TASK DESCRIPTION:
Starting at the line that contains "I'm trying to determine whether the wooden plank", output each line through the end of the data exactly, and nothing more.

RECORD SET:
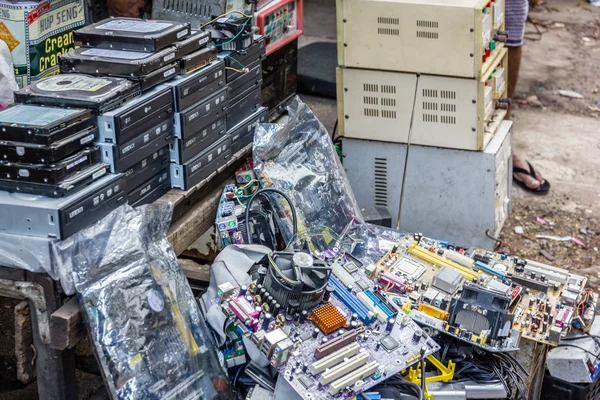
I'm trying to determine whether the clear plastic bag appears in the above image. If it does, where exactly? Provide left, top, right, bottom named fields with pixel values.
left=53, top=204, right=232, bottom=400
left=253, top=97, right=363, bottom=251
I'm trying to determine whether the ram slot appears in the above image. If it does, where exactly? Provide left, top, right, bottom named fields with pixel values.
left=357, top=292, right=388, bottom=322
left=319, top=353, right=369, bottom=384
left=365, top=290, right=395, bottom=319
left=474, top=261, right=506, bottom=279
left=310, top=343, right=361, bottom=375
left=329, top=276, right=375, bottom=324
left=328, top=362, right=379, bottom=395
left=408, top=243, right=479, bottom=281
left=314, top=326, right=366, bottom=359
left=332, top=262, right=356, bottom=287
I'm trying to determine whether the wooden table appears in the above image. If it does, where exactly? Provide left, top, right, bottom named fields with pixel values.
left=0, top=144, right=251, bottom=400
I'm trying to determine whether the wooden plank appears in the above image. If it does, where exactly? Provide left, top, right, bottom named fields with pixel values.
left=14, top=301, right=35, bottom=384
left=178, top=258, right=210, bottom=283
left=50, top=297, right=84, bottom=351
left=168, top=181, right=232, bottom=256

OUTPUT FOR THIS TASK:
I'm trying to determine whether the wooden plank appears in the above image. If it does, where exactly? Provide left, top, right, bottom named fields with pixel values.
left=14, top=301, right=35, bottom=384
left=178, top=258, right=210, bottom=283
left=50, top=297, right=84, bottom=351
left=168, top=181, right=232, bottom=256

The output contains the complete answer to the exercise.